▸ DIRECTIONS FOR THIS TASK
An exact reproduction is needed of every line from the beginning of the data down to and including the line that contains "Target: reflection on water", minus the pictures.

• • •

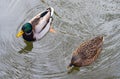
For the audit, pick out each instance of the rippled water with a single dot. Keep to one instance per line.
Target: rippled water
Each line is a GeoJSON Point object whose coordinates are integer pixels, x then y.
{"type": "Point", "coordinates": [74, 21]}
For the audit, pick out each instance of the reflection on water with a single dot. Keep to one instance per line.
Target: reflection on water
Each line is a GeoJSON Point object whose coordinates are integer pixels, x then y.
{"type": "Point", "coordinates": [75, 21]}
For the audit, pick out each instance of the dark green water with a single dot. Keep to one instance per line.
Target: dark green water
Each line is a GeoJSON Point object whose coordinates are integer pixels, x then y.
{"type": "Point", "coordinates": [74, 21]}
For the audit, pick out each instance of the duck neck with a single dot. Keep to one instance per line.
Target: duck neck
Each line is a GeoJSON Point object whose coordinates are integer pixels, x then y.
{"type": "Point", "coordinates": [29, 33]}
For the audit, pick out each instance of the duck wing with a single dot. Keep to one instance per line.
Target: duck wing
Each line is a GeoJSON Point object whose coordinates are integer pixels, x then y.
{"type": "Point", "coordinates": [89, 48]}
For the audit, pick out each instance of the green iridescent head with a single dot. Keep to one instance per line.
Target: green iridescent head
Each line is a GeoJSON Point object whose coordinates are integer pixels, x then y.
{"type": "Point", "coordinates": [27, 28]}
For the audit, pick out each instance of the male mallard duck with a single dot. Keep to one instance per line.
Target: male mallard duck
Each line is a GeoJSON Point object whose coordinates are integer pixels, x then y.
{"type": "Point", "coordinates": [87, 52]}
{"type": "Point", "coordinates": [38, 26]}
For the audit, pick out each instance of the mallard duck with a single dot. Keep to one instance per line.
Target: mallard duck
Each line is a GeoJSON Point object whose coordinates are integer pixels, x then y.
{"type": "Point", "coordinates": [86, 53]}
{"type": "Point", "coordinates": [38, 26]}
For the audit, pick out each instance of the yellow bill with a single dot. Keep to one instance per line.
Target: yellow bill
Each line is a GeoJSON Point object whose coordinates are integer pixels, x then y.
{"type": "Point", "coordinates": [20, 33]}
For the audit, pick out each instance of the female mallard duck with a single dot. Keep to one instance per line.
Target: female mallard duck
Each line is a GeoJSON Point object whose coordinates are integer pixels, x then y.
{"type": "Point", "coordinates": [87, 52]}
{"type": "Point", "coordinates": [38, 26]}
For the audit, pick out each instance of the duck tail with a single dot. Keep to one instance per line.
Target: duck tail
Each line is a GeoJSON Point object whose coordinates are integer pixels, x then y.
{"type": "Point", "coordinates": [52, 10]}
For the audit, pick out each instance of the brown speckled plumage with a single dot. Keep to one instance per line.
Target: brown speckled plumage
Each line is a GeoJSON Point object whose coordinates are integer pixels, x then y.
{"type": "Point", "coordinates": [87, 52]}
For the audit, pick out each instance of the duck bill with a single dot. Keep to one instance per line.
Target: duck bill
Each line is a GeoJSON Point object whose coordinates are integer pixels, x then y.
{"type": "Point", "coordinates": [20, 33]}
{"type": "Point", "coordinates": [69, 67]}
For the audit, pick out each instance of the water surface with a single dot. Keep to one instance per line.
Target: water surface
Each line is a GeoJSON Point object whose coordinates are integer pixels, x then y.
{"type": "Point", "coordinates": [75, 21]}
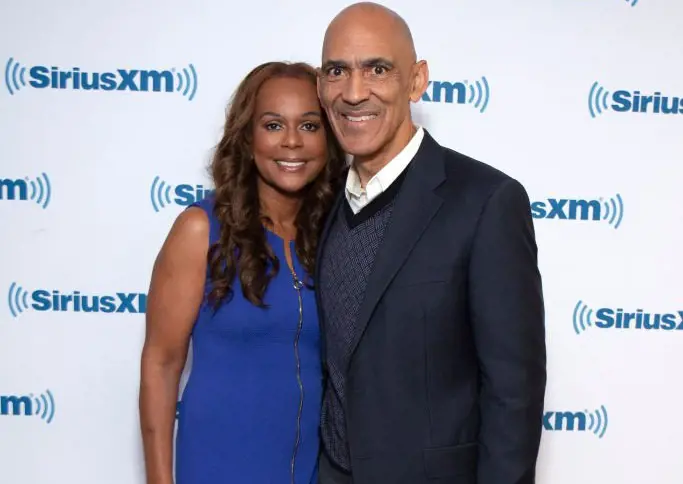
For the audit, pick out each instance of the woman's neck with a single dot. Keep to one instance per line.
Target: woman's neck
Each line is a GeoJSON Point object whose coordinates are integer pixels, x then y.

• • •

▸ RESULT
For the audit, pick out each instance of the rippled water with a single dot. Keep to one instance per line.
Target: rippled water
Each line is a GeoJSON Point object whose coordinates are integer pixels, x then y.
{"type": "Point", "coordinates": [74, 21]}
For the audit, pick out each instance of the reflection on water with a single dot. Keep to one instance per line.
Target: reflection on water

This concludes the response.